Stated goal :: What do the lines from the one containing "the **sky**, your assistance would be valued." through the end of the entries say? Quote them exactly, and only them.
——————————
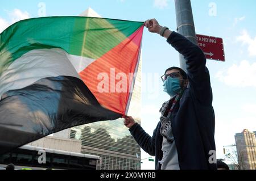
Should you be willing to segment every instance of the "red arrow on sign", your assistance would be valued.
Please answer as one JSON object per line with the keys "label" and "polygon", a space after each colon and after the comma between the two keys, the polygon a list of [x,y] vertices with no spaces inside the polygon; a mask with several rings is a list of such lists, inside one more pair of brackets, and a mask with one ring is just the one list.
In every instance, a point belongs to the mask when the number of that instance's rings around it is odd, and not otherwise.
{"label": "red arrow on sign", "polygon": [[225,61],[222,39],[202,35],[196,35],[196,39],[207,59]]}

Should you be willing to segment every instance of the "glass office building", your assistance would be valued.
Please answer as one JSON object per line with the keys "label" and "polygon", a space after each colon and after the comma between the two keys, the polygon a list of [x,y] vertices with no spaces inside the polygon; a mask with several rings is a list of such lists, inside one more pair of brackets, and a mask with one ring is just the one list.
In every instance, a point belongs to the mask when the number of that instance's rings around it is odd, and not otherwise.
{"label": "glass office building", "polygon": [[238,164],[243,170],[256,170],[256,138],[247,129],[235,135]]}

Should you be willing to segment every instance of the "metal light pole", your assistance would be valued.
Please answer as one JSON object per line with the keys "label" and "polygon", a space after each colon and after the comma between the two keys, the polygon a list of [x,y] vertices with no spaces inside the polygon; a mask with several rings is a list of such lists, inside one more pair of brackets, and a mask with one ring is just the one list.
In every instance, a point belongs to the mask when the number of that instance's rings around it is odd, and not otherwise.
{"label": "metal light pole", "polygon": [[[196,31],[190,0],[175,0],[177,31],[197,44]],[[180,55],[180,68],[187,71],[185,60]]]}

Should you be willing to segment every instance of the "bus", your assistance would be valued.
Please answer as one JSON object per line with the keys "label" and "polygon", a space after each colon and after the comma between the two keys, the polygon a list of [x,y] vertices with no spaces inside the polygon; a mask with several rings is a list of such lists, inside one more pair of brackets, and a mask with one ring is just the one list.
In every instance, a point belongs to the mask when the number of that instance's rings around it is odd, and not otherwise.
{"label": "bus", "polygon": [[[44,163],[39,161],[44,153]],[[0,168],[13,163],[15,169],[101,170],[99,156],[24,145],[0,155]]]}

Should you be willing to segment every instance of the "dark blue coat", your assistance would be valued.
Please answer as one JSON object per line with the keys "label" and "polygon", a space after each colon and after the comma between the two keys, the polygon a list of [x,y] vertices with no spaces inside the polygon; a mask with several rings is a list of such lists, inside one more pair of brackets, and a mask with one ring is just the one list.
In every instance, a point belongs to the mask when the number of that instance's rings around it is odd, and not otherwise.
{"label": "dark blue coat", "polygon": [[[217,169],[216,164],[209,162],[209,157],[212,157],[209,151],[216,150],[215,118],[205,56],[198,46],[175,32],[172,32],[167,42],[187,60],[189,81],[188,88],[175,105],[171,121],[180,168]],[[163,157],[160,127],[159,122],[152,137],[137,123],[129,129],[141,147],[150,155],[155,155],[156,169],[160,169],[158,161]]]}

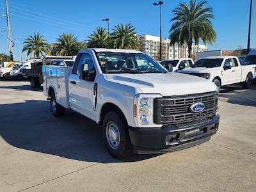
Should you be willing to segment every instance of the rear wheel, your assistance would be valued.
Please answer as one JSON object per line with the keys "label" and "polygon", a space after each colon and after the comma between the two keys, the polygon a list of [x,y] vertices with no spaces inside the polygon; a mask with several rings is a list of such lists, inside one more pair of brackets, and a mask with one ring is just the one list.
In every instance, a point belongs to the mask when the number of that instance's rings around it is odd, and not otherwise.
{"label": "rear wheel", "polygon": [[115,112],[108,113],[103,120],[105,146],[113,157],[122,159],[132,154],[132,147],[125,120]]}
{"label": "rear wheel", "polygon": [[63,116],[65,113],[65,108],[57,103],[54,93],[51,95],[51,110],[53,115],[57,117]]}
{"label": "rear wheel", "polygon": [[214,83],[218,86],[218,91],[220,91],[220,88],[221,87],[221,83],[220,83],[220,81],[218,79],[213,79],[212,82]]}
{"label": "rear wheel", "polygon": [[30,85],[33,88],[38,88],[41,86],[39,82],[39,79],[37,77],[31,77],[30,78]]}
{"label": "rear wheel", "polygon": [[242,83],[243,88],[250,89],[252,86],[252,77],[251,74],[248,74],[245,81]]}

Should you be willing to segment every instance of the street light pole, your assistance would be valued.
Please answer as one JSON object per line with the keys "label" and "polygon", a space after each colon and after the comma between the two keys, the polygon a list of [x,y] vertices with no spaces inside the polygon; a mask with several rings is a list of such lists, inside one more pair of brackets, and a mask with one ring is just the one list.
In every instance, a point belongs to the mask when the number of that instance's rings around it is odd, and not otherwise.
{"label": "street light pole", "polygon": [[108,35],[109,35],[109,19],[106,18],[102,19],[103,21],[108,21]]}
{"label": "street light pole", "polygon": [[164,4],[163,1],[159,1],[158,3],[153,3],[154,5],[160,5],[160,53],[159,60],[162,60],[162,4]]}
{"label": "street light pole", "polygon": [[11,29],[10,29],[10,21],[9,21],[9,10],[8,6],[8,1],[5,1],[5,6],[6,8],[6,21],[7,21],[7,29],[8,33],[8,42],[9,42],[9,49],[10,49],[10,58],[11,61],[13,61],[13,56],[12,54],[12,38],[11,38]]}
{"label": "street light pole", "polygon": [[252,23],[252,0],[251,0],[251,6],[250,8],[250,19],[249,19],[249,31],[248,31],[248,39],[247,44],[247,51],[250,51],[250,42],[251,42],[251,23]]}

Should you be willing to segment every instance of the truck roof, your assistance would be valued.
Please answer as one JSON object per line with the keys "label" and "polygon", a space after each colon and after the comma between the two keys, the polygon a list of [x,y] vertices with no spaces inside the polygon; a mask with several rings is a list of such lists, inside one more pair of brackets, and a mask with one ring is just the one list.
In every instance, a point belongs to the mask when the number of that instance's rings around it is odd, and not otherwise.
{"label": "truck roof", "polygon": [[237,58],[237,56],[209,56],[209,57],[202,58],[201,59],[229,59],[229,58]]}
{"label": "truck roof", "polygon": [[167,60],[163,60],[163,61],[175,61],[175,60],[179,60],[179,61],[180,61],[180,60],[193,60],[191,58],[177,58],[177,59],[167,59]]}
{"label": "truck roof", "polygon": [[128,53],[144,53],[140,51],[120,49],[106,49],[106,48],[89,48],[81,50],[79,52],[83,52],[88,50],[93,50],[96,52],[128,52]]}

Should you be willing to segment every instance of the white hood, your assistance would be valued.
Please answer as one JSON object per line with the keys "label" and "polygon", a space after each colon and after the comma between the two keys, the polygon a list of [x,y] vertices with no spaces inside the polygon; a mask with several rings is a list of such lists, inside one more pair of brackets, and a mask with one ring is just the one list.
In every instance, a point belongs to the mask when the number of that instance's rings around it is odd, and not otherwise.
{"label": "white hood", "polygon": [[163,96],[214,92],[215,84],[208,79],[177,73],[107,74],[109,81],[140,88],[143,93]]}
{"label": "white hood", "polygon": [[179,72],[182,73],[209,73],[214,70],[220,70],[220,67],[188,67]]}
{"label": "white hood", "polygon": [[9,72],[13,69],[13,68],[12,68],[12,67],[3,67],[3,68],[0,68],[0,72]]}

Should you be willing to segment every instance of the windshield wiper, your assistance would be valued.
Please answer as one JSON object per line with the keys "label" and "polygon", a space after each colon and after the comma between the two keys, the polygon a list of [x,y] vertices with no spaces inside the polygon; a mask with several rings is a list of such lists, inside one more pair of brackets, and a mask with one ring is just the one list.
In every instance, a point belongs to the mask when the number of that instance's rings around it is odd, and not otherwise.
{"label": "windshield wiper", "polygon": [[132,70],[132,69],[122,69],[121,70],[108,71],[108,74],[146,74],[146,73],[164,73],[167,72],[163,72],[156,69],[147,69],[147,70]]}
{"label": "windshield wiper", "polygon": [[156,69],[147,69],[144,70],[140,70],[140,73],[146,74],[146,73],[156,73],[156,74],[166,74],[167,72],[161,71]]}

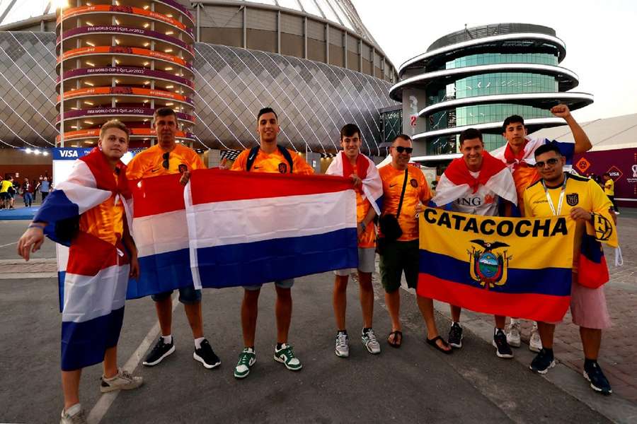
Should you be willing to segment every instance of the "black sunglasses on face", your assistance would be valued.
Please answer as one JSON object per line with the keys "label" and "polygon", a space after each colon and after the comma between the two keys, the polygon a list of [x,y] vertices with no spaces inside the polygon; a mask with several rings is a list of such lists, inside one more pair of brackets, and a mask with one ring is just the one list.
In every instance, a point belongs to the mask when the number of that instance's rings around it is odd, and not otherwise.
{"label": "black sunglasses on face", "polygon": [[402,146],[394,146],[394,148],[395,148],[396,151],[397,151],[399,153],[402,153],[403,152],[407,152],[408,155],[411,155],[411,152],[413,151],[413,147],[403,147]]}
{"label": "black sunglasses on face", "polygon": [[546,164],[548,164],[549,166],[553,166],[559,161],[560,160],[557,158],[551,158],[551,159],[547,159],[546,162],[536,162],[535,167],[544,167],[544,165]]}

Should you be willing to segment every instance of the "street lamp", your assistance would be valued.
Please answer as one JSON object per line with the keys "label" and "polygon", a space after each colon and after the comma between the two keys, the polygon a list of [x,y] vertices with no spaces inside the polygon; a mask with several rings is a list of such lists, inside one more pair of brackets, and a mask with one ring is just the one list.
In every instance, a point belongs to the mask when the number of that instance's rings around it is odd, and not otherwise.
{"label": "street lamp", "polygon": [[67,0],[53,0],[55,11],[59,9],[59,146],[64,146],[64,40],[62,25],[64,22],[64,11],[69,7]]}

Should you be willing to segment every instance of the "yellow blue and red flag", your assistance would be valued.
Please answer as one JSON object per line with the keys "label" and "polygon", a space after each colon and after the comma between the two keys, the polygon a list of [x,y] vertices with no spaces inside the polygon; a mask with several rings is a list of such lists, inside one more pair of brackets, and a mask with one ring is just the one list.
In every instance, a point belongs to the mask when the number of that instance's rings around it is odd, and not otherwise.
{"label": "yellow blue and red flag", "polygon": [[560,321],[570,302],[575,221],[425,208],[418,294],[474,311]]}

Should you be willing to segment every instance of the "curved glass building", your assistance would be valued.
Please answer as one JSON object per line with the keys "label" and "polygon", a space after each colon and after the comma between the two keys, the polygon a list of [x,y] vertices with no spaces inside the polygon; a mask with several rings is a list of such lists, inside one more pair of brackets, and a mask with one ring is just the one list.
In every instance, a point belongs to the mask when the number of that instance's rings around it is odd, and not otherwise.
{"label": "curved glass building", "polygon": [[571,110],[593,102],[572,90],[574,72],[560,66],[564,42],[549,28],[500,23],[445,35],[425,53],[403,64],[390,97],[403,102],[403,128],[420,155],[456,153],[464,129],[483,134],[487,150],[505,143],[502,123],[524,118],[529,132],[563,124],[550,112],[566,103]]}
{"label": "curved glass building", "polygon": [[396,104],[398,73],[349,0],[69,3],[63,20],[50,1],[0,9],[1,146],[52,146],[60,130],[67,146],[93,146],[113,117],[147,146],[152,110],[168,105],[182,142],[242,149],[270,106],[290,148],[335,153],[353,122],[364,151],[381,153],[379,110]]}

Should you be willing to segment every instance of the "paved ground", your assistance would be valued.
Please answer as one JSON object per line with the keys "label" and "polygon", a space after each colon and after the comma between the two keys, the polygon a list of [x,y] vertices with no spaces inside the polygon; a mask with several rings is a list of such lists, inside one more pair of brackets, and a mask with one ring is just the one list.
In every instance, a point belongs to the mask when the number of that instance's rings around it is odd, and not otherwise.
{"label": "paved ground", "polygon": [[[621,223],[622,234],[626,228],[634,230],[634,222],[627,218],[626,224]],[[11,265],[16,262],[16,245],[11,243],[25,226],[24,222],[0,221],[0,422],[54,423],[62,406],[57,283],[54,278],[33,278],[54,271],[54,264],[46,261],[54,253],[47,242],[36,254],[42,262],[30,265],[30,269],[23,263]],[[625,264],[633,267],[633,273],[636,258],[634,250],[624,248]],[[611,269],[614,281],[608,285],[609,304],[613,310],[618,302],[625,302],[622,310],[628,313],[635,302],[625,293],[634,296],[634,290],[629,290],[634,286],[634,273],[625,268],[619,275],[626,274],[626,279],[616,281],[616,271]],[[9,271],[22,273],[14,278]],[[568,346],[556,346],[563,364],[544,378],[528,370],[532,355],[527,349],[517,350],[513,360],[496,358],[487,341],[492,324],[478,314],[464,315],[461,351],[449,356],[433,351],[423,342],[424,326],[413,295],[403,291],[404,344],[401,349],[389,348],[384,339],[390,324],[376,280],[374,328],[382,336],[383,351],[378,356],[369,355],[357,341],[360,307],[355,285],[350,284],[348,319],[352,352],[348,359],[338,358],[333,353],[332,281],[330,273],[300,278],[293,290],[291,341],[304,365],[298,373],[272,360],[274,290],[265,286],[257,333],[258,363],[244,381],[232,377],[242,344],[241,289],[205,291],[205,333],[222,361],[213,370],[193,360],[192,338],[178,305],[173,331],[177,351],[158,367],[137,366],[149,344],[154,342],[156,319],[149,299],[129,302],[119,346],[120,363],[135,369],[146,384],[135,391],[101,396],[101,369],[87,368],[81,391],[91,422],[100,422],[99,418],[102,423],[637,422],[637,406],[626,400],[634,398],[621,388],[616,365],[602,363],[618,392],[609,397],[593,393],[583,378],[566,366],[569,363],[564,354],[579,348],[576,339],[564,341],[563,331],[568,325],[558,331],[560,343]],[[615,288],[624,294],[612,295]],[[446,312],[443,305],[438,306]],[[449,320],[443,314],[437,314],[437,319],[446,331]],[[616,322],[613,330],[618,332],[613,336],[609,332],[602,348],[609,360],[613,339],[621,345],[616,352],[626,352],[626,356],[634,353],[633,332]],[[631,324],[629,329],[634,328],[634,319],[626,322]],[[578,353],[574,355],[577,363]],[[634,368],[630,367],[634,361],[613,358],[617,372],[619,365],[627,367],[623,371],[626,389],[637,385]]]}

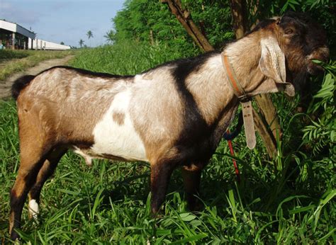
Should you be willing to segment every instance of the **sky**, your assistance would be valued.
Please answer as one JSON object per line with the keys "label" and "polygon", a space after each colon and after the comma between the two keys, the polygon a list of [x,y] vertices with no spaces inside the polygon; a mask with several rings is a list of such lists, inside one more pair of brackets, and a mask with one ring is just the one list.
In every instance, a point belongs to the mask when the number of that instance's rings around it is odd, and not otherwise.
——————————
Result of this task ::
Should you be willing to segment every instance of the **sky**, your assistance would be valued.
Please answer as one JSON object per line with the keys "label" and "polygon", a space after each colon and after the comma between the two keys, the polygon a list of [x,y] vertices with no spaces inside the polygon; a mask with several rings is a list of such lists, inside one more pair of brackets, and a mask with one ring is just the one list.
In every instance, a point belongs to the mask when the number of that instance's rings around it is odd, and not otherwise.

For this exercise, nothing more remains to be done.